» **SOURCE DATA**:
□ □ □ □ □ □ □

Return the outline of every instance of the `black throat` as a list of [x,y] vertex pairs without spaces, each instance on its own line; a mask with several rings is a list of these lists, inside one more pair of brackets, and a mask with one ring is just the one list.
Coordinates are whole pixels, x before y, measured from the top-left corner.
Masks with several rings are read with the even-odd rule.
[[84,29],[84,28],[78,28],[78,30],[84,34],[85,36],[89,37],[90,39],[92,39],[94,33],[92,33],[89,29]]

□ □ □ □ □ □ □

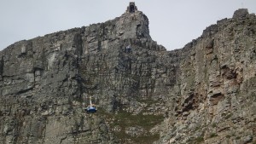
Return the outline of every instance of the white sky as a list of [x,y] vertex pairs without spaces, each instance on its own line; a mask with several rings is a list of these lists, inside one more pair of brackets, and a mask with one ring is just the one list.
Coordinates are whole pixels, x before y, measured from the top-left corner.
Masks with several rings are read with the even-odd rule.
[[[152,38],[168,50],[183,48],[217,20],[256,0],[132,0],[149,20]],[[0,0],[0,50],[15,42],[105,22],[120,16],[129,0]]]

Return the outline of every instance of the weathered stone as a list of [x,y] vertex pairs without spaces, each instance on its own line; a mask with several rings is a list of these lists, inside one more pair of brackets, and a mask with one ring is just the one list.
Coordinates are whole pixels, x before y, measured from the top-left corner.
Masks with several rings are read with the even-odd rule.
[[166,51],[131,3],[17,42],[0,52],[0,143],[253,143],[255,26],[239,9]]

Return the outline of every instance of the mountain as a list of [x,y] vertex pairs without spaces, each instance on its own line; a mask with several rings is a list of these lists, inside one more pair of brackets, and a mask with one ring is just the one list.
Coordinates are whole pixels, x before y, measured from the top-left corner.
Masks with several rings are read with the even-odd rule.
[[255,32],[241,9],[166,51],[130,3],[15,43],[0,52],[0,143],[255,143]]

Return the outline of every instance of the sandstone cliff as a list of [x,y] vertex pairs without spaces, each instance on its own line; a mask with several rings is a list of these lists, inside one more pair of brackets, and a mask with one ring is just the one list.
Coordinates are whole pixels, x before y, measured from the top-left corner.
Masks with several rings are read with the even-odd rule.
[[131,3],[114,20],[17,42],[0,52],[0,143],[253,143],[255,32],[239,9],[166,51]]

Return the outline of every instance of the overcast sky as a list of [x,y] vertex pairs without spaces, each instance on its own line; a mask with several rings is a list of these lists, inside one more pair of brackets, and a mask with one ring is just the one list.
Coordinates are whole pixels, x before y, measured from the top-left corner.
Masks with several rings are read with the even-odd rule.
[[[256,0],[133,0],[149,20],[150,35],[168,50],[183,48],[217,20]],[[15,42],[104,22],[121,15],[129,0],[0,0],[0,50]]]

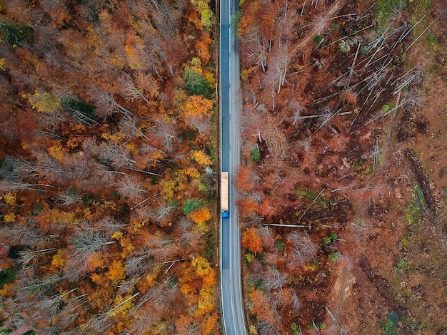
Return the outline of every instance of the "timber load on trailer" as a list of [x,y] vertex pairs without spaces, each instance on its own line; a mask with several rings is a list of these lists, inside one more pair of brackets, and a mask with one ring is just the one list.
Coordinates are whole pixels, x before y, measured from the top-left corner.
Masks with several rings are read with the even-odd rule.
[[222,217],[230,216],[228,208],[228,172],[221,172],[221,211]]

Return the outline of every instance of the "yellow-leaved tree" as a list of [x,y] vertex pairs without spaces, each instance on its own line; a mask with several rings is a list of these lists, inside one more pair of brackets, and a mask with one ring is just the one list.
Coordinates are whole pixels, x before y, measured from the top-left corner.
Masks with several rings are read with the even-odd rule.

□ □ □ □ □ □ □

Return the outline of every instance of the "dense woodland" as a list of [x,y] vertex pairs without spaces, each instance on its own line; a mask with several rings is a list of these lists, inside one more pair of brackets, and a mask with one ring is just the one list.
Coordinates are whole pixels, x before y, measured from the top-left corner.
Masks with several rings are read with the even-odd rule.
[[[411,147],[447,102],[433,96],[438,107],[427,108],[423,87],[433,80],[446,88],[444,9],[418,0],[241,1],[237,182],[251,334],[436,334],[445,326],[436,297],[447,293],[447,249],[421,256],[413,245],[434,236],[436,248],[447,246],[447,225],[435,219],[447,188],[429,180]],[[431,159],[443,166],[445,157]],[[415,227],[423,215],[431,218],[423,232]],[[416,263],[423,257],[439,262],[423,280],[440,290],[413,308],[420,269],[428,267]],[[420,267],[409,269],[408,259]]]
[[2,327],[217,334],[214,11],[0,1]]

□ □ □ □ □ □ □

» **THE REQUEST**:
Count the lines in the listing above that contain the word "woodland" and give only that number.

» **PROBLEM SOLUTION**:
1